>> Start
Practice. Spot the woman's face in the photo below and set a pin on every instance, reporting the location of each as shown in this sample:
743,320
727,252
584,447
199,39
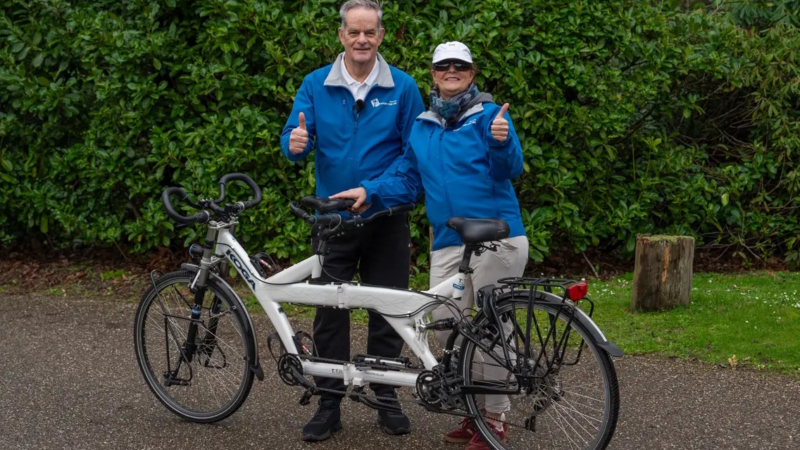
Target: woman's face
452,77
>> End
-- Problem to work on --
Reproduce the listing above line by line, without altering any wording or figures, and leave the picture out of your copy.

-- Output for this exercise --
Practice. Spot the woman's face in the photo below and set a pin on every instance, reporting the location of each as shown in this sample:
743,320
727,252
584,447
199,39
Target: woman's face
452,77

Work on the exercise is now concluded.